§ Task details
For the word "leaved", give the number of lines in these entries that contain it, with nothing else.

Stored entries
• • • • •
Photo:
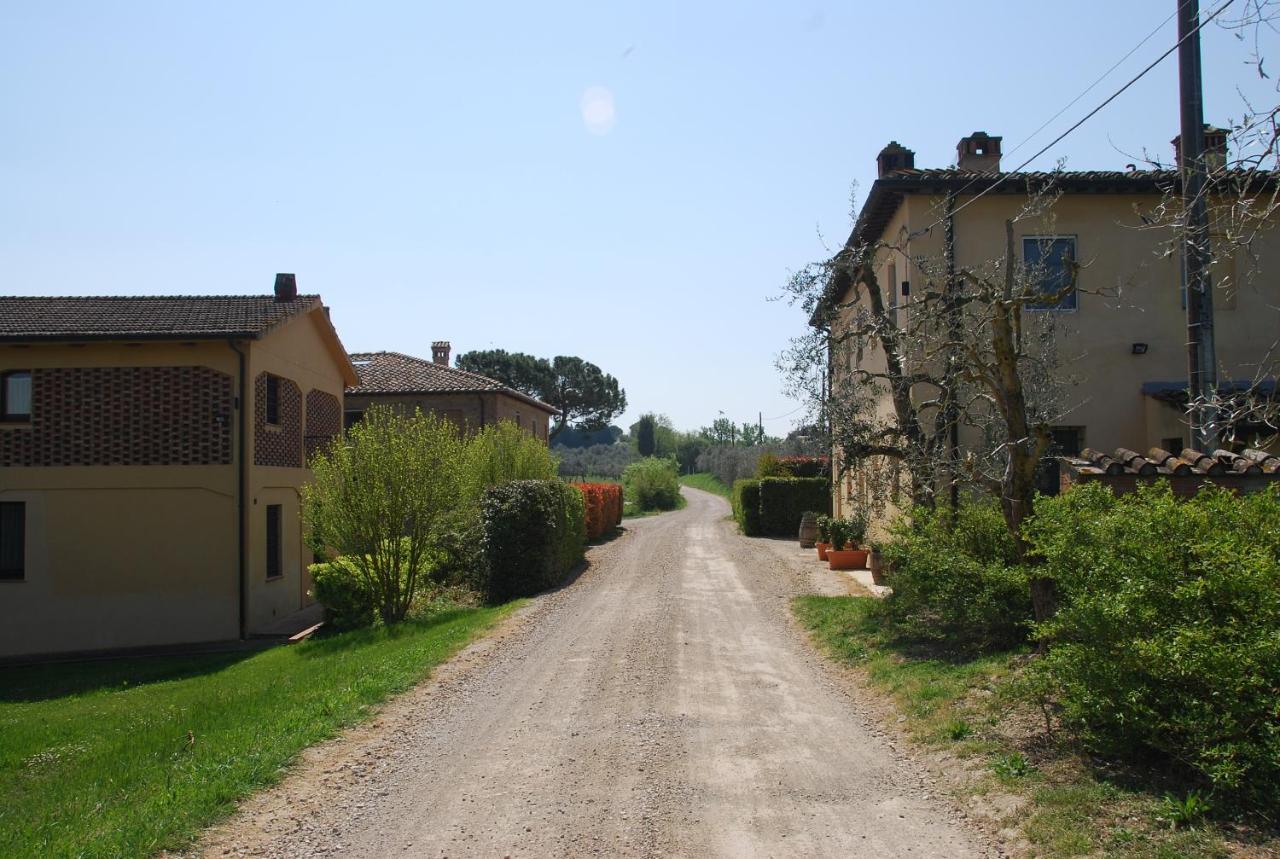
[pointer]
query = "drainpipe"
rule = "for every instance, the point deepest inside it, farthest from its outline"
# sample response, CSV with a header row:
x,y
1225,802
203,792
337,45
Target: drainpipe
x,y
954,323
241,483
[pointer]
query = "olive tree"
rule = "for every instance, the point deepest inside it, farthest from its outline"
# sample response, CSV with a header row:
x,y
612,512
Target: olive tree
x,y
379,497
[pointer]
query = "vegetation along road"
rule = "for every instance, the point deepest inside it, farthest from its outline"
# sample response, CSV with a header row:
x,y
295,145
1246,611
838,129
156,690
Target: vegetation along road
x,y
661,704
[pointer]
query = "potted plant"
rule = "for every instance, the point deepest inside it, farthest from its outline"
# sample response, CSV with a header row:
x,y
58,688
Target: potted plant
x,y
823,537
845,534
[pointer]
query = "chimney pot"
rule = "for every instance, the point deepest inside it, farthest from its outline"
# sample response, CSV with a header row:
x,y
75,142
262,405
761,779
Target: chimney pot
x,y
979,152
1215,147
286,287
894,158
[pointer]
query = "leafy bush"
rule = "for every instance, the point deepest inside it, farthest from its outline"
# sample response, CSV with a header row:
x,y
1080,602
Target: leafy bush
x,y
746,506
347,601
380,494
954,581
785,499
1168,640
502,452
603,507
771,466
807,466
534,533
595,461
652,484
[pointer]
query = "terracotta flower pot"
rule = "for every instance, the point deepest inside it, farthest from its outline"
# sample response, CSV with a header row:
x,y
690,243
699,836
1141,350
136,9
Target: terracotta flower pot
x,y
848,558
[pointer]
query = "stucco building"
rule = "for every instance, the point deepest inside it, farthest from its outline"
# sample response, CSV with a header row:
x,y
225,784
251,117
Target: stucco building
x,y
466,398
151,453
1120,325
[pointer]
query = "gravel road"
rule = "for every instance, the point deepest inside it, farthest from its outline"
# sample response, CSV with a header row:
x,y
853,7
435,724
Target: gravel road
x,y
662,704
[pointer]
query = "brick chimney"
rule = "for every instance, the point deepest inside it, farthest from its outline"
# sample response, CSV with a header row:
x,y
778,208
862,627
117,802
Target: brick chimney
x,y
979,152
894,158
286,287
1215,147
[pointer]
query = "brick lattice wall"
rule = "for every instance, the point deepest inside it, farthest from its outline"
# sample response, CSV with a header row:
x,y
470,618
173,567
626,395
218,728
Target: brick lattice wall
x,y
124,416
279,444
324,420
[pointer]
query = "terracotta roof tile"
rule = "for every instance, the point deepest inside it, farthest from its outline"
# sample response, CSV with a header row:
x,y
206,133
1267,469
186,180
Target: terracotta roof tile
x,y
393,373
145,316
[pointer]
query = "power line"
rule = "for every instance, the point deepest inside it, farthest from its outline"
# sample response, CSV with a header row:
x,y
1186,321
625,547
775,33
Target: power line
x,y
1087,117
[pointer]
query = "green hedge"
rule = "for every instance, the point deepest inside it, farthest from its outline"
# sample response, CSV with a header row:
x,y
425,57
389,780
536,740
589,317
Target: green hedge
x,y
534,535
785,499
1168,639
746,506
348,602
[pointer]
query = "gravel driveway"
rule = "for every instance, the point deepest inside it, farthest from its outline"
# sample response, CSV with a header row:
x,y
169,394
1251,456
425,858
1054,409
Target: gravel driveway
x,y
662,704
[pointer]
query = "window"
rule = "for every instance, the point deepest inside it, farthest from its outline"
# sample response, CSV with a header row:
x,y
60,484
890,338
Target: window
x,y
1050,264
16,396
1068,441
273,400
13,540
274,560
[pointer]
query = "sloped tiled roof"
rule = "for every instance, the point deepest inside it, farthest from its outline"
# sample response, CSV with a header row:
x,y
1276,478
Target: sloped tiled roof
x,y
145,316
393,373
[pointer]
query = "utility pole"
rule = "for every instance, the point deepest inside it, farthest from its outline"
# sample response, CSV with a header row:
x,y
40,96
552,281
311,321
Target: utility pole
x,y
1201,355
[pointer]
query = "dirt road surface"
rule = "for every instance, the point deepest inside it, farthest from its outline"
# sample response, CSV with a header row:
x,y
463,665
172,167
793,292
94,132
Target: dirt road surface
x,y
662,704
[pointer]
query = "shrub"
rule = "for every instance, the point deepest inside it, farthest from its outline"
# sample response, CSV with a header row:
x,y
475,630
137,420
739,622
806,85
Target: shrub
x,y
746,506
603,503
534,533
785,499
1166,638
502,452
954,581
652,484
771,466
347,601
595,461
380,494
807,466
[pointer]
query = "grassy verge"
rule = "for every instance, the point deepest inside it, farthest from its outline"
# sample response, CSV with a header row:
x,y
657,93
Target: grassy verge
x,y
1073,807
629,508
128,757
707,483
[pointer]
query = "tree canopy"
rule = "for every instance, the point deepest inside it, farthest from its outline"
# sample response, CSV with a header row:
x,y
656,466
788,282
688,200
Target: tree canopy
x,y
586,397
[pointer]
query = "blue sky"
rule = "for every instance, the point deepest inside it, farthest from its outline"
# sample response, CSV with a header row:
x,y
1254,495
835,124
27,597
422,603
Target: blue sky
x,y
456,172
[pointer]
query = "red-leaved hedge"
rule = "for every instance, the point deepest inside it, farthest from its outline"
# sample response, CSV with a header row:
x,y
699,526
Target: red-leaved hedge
• • • • •
§ Result for this exercise
2